[BEGIN Given text]

January 2008 Newsletter
To my Rye Brook Friends and Neighbors:
We all tend to look at the new year as a time of new beginnings. We make resolutions -
- and lists - - outlining those things we wish to accomplish over the next twelve months
and, until the disappointment of reality steps in, we all believe that we will meet or even
exceed those lofty goals.
I can say with a degree of impunity that 2008 will be a year of significant change,
perhaps even a year marked by sea changes in our nation and in our more immediate
neighborhood. In this year of a Presidential election, no matter who will take the Oath
of Office on January 20, 2009, we know for certain that he or she will usher in a new
style and substance from the recent past.
On a more local scene, the Town of Rye has had a change of leadership at its Town
Council. As an integral part of the Town in terms of certain services that entity
provides for Rye Brook, we are anxious to see how that change will affect us, especially
in matters pertaining to fiscal issues and the attendant impact on Rye Brook residents.
If the new Town Council is successful at reducing operating expenses, as promised, it
would bode well for Rye Brook’s municipal costs and for the Port Chester and Blind
Brook school districts.
Since I have begun this update by commenting on new beginnings, I should cite two
potentially significant recent developments that received unanimous support from your
Board of Trustees: the creation of a Comprehensive Plan (“the Plan”) for the future
development and direction of the Village; and the voter referendum on extending the
terms of the Mayor and Trustees to three years.

[END Given text]

Tasks for this exercise:
[1] Reproduce the part of the Rye Brook newsletter that starts with "Since I have" and goes on through "to three years.".
[2] Resume the Rye Brook newsletter from where it stops.
You won't need the data that follows to do anything here.

[BEGIN Given information]

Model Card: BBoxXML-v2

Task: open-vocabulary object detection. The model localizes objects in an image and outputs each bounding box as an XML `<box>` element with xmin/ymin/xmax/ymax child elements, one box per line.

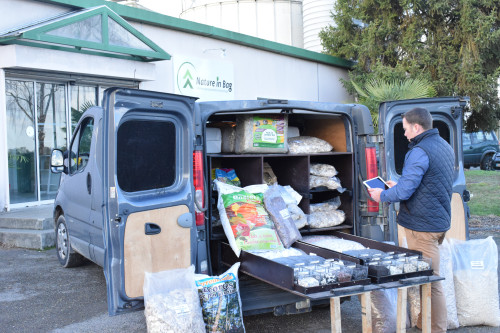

[END Given information]

Answers for the exercise:
[1]
Since I have begun this update by commenting on new beginnings, I should cite two
potentially significant recent developments that received unanimous support from your
Board of Trustees: the creation of a Comprehensive Plan (“the Plan”) for the future
development and direction of the Village; and the voter referendum on extending the
terms of the Mayor and Trustees to three years.

[2]
As for the former, in 2000, the Village undertook an extensive Vision Plan that involved
a cross-section of Rye Brook residents who, as a whole, developed a “vision” for Rye
Brook. While never formally adopted by the various Boards of Trustees, a number
of the ideas, concepts and wishes that were incorporated into that document, such
as providing several of our volunteer boards, committees and councils with “final
approval” authority, the creation of Scenic Road Overlay districts, simplifying our
governmental processes, to name just a few were enacted into Village Code. One
suggestion from the Vision Plan was the development of a master plan for the future
physical development of the Village in terms of zoning, land use, green space, flood
(mitigation) and so forth. The development of such a plan is now being studied.
Under Trustee Pat Romano’s leadership, a Comprehensive Plan Implementation
Committee produced a document that was turned into a Board of Trustees resolution
to issue a “Request for Proposals” (RFP) to consultants to work with the Village on
producing this extensive Plan. Based upon the receipt of such RFPs, which is
expected in early 2008, the Board will consider, during its 2008-2009 budget process,
which planning firm will receive the contract and at what cost to Rye Brook. A copy
of the RFP is available on our web site at www.ryebrook.org and I encourage you to
read it, and provide us with comments.
Earlier this month, the Board unanimously voted to place on the March ballot a
referendum for Rye Brook voters to consider changing the existing term of elected
Village officials from two years to three years. This referendum, which first required
the Village to obtain the approvals of our State Assembly, Senate and the Governor,
will, if passed by the voters, provide Rye Brook’s Mayor and Trustees the same term of
office that is granted to our school boards and several of our neighboring municipalities.
If approved in March, the new terms for Village officials would not go into effect until
the March 2009 election. Thus any candidate for office in this year’s election will still
be elected for a two-year term.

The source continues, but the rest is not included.